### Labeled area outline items

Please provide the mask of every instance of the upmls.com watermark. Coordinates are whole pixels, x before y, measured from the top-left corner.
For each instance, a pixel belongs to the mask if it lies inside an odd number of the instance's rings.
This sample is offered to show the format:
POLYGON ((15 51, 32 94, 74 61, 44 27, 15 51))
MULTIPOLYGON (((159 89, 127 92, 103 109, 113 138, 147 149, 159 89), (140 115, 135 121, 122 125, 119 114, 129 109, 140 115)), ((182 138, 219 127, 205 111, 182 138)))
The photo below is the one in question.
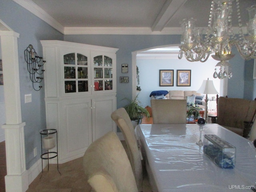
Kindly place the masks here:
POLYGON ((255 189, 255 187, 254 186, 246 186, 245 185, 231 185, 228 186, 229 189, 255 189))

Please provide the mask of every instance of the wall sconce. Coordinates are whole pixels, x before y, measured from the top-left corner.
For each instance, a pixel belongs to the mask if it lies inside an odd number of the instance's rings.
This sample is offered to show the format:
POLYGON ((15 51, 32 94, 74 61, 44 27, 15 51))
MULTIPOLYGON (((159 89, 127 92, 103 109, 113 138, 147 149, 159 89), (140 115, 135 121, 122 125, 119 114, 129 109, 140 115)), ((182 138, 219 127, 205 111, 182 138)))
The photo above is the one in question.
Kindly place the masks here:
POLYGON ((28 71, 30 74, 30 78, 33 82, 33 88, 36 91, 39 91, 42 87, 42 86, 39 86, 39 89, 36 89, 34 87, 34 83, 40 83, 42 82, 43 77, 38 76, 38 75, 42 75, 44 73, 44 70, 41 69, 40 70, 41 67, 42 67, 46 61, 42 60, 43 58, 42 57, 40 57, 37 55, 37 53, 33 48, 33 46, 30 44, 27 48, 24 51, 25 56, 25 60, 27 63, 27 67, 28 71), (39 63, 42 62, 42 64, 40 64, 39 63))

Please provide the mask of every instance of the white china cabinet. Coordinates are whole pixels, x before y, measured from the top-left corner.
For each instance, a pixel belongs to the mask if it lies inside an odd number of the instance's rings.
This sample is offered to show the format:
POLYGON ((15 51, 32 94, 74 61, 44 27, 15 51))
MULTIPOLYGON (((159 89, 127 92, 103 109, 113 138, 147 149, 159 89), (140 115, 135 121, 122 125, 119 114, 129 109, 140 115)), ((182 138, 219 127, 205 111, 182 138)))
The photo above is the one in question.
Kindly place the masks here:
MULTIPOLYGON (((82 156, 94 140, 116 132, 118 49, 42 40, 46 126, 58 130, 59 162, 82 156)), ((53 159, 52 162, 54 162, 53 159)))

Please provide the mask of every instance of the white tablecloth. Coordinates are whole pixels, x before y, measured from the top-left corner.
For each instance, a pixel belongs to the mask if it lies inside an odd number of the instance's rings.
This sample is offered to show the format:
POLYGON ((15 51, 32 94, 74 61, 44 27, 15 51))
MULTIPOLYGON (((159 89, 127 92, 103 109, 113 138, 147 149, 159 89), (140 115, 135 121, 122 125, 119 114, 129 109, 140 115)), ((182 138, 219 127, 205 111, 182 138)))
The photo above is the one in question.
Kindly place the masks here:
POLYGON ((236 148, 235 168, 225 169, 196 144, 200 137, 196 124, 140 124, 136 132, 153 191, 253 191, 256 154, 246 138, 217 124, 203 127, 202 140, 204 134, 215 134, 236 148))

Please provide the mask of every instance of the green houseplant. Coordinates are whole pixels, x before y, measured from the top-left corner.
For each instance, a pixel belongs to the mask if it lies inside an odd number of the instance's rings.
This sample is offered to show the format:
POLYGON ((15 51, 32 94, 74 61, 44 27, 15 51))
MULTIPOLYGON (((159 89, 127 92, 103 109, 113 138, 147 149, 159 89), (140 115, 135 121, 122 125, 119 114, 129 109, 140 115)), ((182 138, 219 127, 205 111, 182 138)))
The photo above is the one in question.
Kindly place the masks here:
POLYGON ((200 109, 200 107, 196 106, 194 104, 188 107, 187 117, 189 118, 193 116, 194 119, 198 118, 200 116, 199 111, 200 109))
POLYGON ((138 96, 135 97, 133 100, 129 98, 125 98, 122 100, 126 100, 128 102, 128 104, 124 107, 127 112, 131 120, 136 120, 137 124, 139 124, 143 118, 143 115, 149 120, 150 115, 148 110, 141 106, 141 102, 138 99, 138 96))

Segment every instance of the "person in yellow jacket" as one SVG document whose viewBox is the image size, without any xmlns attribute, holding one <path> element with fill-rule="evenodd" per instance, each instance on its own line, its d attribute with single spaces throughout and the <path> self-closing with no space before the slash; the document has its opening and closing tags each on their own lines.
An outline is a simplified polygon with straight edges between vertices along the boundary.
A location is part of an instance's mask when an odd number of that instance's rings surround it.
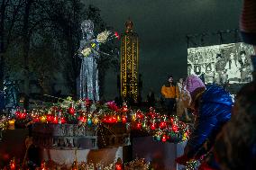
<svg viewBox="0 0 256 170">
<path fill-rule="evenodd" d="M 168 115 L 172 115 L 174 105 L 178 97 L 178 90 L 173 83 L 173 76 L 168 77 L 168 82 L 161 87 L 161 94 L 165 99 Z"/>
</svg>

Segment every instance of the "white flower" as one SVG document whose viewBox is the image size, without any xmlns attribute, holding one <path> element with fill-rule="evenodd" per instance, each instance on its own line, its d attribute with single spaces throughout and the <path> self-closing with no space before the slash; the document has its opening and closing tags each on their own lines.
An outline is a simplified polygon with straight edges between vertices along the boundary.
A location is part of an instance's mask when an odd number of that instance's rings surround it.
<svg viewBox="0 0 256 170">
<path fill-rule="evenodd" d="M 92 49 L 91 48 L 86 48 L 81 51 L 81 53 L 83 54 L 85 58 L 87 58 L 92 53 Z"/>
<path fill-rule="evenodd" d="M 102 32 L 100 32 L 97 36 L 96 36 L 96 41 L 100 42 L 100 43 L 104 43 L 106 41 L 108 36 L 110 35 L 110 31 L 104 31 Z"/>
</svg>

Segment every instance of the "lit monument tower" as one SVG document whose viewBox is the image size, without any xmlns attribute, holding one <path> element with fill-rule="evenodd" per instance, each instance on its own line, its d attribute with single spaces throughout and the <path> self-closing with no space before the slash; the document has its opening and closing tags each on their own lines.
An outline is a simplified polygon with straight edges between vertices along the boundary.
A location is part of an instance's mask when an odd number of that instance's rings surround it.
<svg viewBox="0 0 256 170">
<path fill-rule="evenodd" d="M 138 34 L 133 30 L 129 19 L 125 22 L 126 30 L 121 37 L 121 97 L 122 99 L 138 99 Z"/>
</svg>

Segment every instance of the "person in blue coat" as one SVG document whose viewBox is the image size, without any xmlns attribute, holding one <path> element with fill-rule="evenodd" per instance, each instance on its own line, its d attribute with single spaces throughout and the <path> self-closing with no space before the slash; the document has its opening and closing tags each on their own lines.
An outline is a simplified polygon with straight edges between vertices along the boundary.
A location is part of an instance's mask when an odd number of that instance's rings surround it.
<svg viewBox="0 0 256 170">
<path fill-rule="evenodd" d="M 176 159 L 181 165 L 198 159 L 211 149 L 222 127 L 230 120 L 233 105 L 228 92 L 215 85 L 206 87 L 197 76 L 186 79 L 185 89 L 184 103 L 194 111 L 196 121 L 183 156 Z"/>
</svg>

### Task requirements
Please put the records, from their start through the line containing "MULTIPOLYGON (((82 156, 94", into a JSON list of strings with one string per line and no blank lines. Leave the pictures out.

### Solution for this problem
[
  "Please provide the mask of every instance of the upmls.com watermark. Coordinates are whole pixels, x before y, measured from the top-left corner.",
  "For each instance, a pixel belongs to the mask if it lies inside an odd number of the instance's rings.",
  "This sample is offered to show the format:",
  "POLYGON ((15 51, 32 94, 74 61, 44 27, 15 51))",
  "MULTIPOLYGON (((159 89, 127 92, 103 109, 113 138, 147 149, 159 89), (140 115, 135 121, 122 125, 119 114, 129 109, 140 115)), ((182 138, 219 127, 205 111, 182 138)))",
  "The photo below is the one in question.",
  "Kindly place the masks here:",
  "POLYGON ((255 189, 255 187, 254 186, 246 186, 245 185, 231 185, 228 186, 229 189, 255 189))",
  "Please provide the mask of every instance of the wall sconce. Coordinates are whole pixels, x before y, measured from the top-left corner.",
  "For each instance, a pixel belongs to the mask if it lies inside an odd number of the instance's rings.",
  "This sample is offered to show the format:",
  "POLYGON ((15 51, 32 94, 74 61, 44 27, 15 51))",
  "MULTIPOLYGON (((159 89, 127 92, 103 109, 113 138, 147 149, 159 89), (140 115, 135 121, 122 125, 119 114, 129 109, 140 115)), ((182 138, 219 127, 205 111, 182 138)))",
  "The photo above is the one in question.",
  "Kindly place the masks here:",
  "POLYGON ((28 71, 30 74, 30 78, 33 82, 33 88, 36 91, 39 91, 42 87, 42 86, 39 86, 39 89, 36 89, 34 87, 34 83, 40 83, 42 82, 43 77, 38 76, 38 75, 42 75, 44 73, 44 70, 41 69, 40 70, 41 67, 42 67, 46 61, 42 60, 43 58, 42 57, 40 57, 37 55, 37 53, 33 48, 33 46, 30 44, 27 48, 24 51, 25 56, 25 60, 27 63, 27 67, 28 71), (39 63, 42 62, 42 64, 40 64, 39 63))",
  "Please provide the mask of every instance of the white china cabinet. Coordinates are whole pixels, x before y, measured from the top-left corner.",
  "For each instance, a pixel belongs to the mask if it lies inside an odd number of the instance's rings.",
  "This sample is offered to show the format:",
  "POLYGON ((15 51, 32 94, 74 61, 44 27, 15 51))",
  "MULTIPOLYGON (((159 89, 127 92, 103 109, 113 138, 147 149, 159 89), (140 115, 135 121, 122 125, 119 114, 129 109, 140 115)), ((182 138, 219 127, 205 111, 182 138)))",
  "The photo above is the one in question.",
  "Kindly place the masks here:",
  "MULTIPOLYGON (((82 156, 94 140, 116 132, 118 49, 42 40, 46 126, 58 130, 59 162, 82 156)), ((53 159, 52 162, 54 162, 53 159)))"
]